WORK TO COMPLETE: Rewrite the material below with every "a dot on each instance" changed to "one point per instance" and all else left as it is. Leave the pictures out of your version.

DATASET RECORDS:
____

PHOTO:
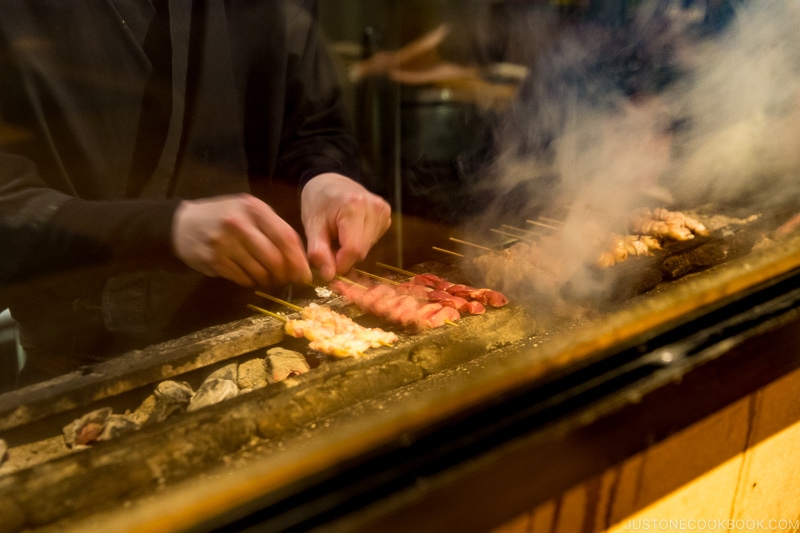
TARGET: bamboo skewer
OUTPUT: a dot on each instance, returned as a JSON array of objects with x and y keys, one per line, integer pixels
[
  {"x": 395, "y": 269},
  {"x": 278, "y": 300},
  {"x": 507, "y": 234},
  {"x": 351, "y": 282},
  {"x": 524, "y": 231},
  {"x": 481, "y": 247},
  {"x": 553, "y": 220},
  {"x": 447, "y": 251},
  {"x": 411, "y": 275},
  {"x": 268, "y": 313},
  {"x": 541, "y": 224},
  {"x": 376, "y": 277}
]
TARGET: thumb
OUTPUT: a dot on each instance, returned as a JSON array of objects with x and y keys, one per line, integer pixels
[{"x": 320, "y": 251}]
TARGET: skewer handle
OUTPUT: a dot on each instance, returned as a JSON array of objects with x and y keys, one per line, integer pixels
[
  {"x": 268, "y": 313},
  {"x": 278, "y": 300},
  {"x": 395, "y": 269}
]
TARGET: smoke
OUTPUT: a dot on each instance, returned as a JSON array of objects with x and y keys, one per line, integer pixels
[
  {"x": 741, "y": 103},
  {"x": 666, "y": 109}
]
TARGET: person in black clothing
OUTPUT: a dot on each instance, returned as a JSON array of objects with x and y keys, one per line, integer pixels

____

FINAL RESULT:
PHOTO:
TARGET: bamboo skewer
OUTPUT: one point per instance, returned as a JSON array of objects with x and y keys, one per line, integer pixels
[
  {"x": 395, "y": 269},
  {"x": 278, "y": 300},
  {"x": 507, "y": 234},
  {"x": 351, "y": 282},
  {"x": 524, "y": 231},
  {"x": 481, "y": 247},
  {"x": 553, "y": 220},
  {"x": 447, "y": 251},
  {"x": 411, "y": 275},
  {"x": 268, "y": 313},
  {"x": 541, "y": 224},
  {"x": 376, "y": 277}
]
TARGET: thumb
OUTPUT: one point per instance, returned as a JSON array of objects with x and y keys, one per line, integer pixels
[{"x": 320, "y": 251}]
TARGET: skewer handle
OUTPUT: one point per instance, returned as a JSON array of objects with x and y keys, one per line, integer pixels
[
  {"x": 268, "y": 313},
  {"x": 278, "y": 300},
  {"x": 395, "y": 269}
]
TARGET: smoke
OUTPUT: one point per instance, returned as a JSON array of objects with x and y keys, one per line, integer pixels
[
  {"x": 741, "y": 103},
  {"x": 666, "y": 109}
]
TARGET: person in black clothing
OUTPUT: one point per instance, returned as a JSON array of objects with x and y keys, one per line, integer pixels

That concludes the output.